■ **TASK REQUIREMENTS**
Give the entries back exactly, dropping each image.

Segmentation mask data:
------
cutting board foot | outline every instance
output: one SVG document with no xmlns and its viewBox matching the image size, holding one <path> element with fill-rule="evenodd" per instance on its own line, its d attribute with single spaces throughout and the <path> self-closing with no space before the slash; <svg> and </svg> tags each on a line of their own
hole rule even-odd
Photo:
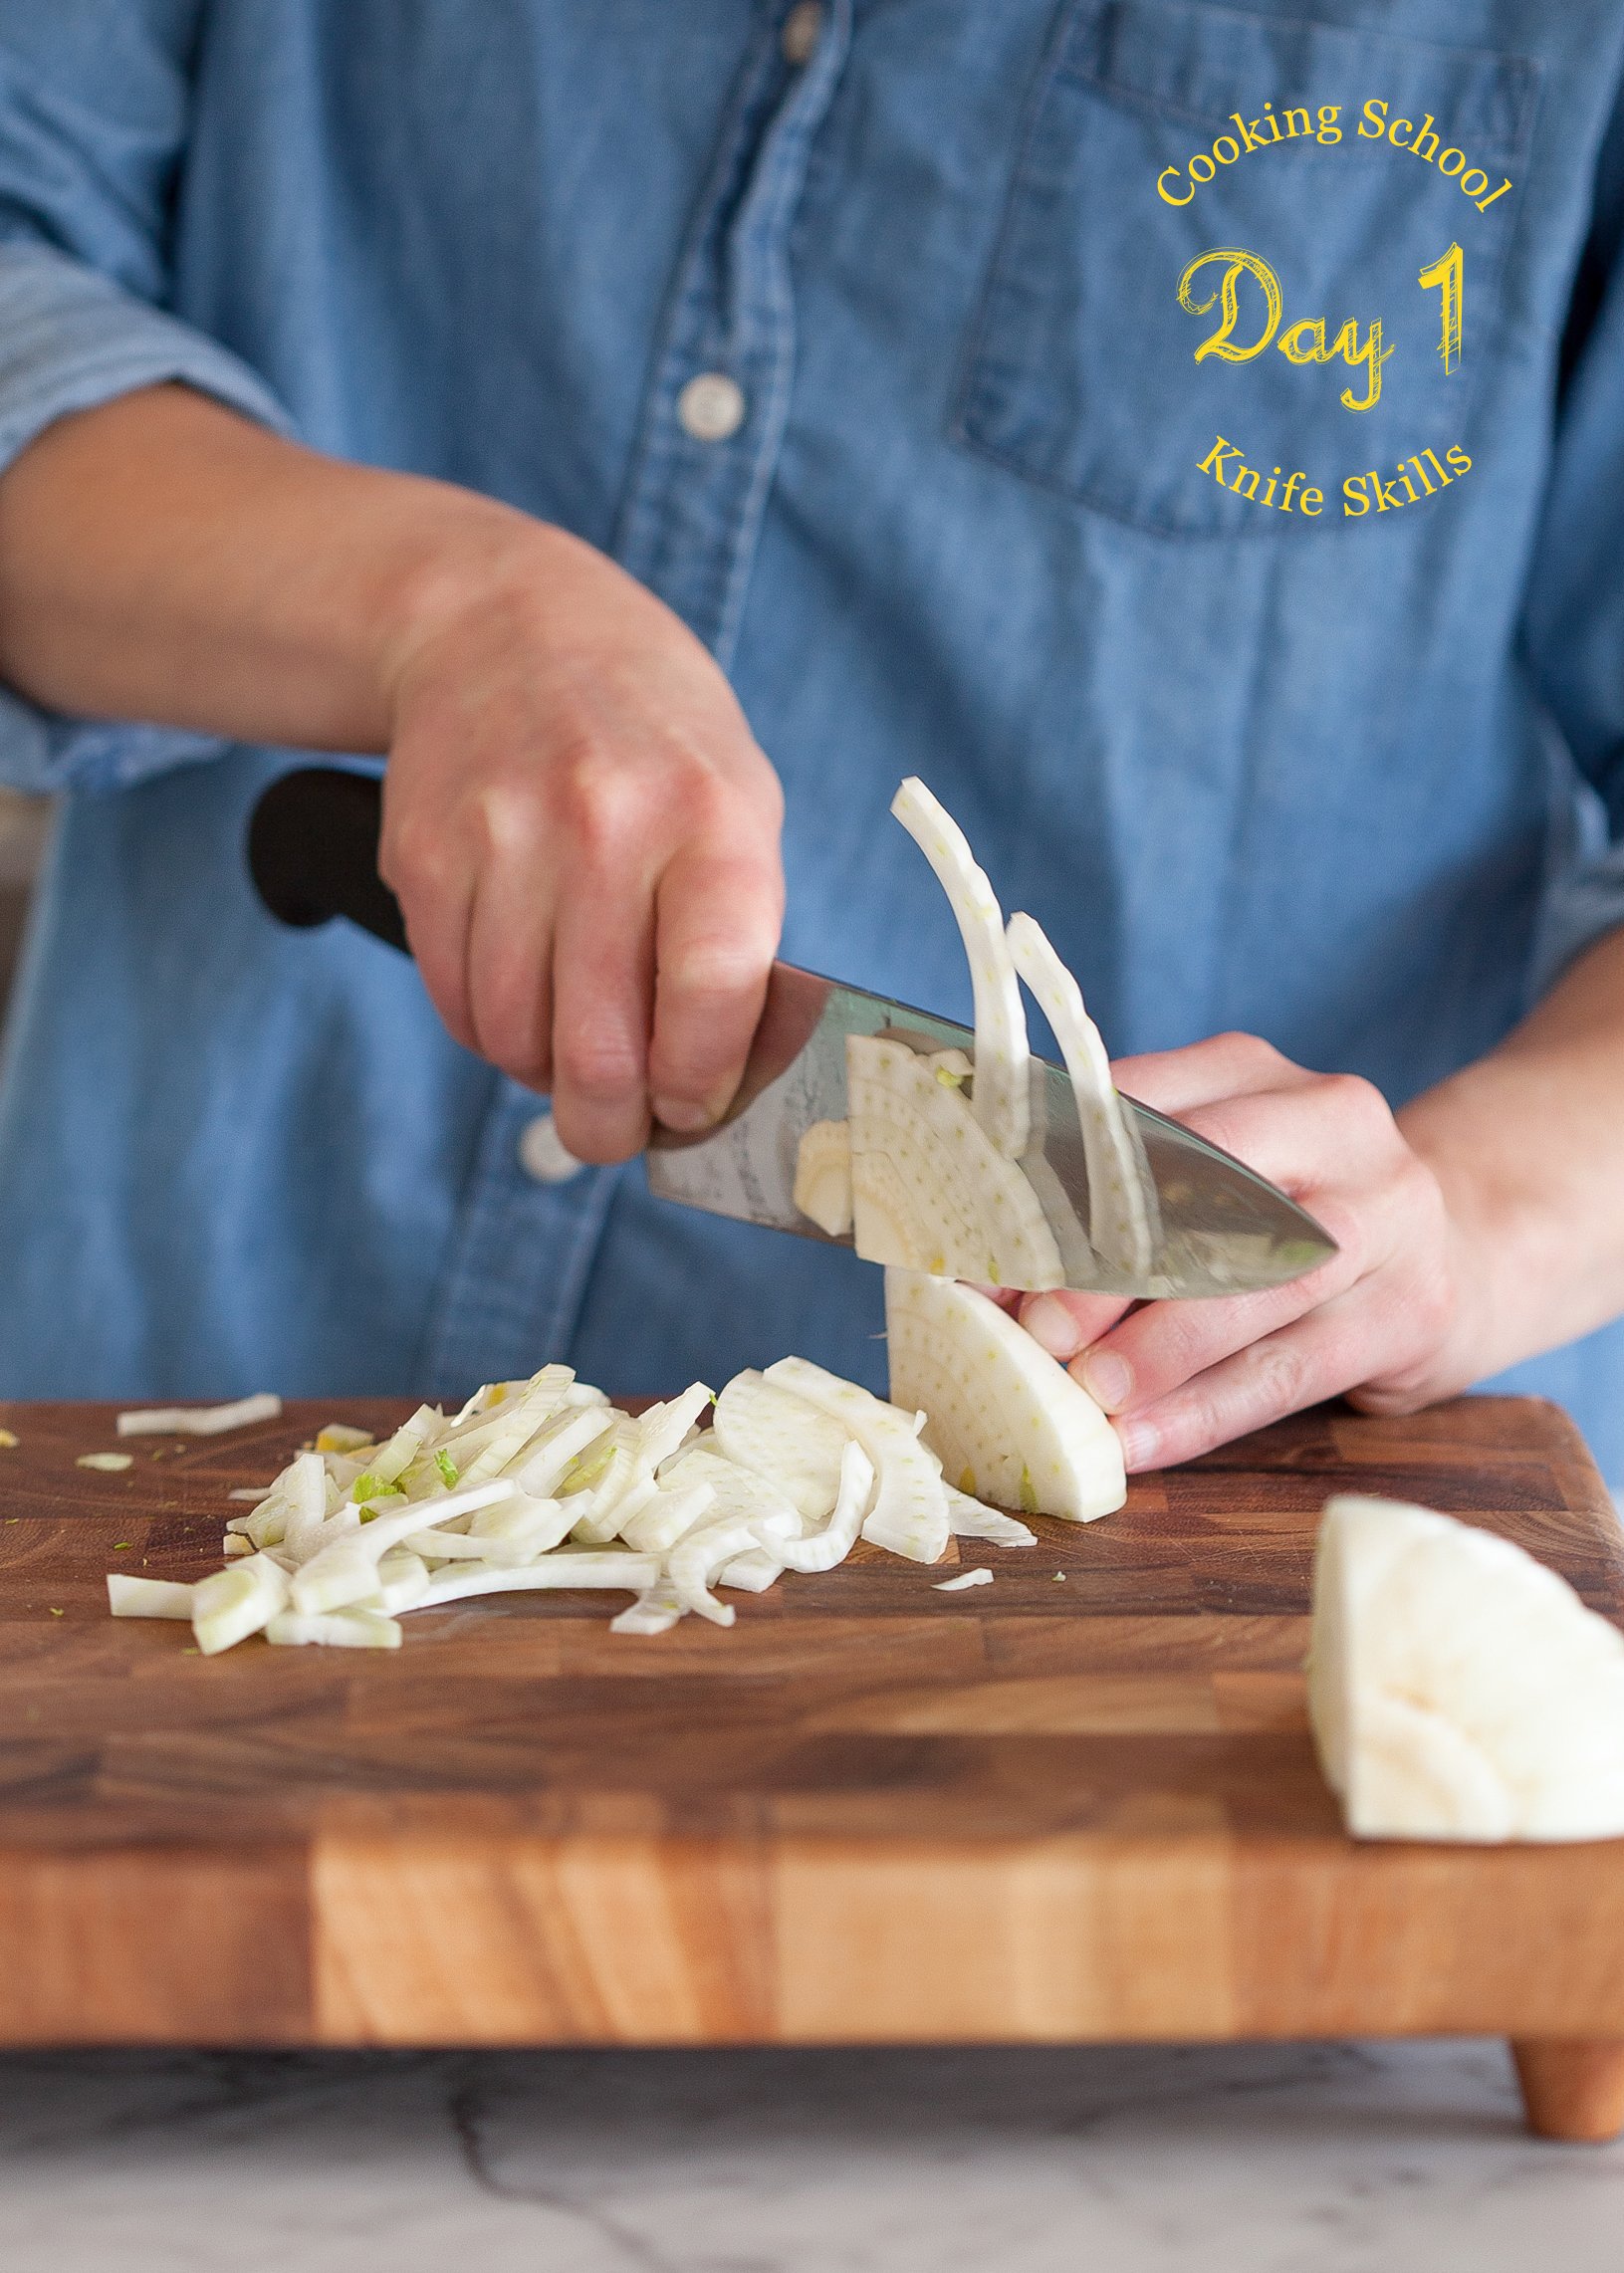
<svg viewBox="0 0 1624 2273">
<path fill-rule="evenodd" d="M 1624 2131 L 1624 2037 L 1521 2037 L 1511 2058 L 1536 2137 L 1599 2143 Z"/>
</svg>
------
■ **RESPONSE TO THE EXERCISE**
cutting board foot | outline every instance
output: one SVG document with no xmlns and its viewBox matching the image size, holding one <path> element with fill-rule="evenodd" per instance on its own line, its d attribute with single spaces throughout and the <path> self-closing with no space before the slash; <svg> and </svg> tags each on a line of their own
hole rule even-odd
Photo:
<svg viewBox="0 0 1624 2273">
<path fill-rule="evenodd" d="M 1624 2131 L 1624 2037 L 1521 2037 L 1511 2058 L 1536 2137 L 1599 2143 Z"/>
</svg>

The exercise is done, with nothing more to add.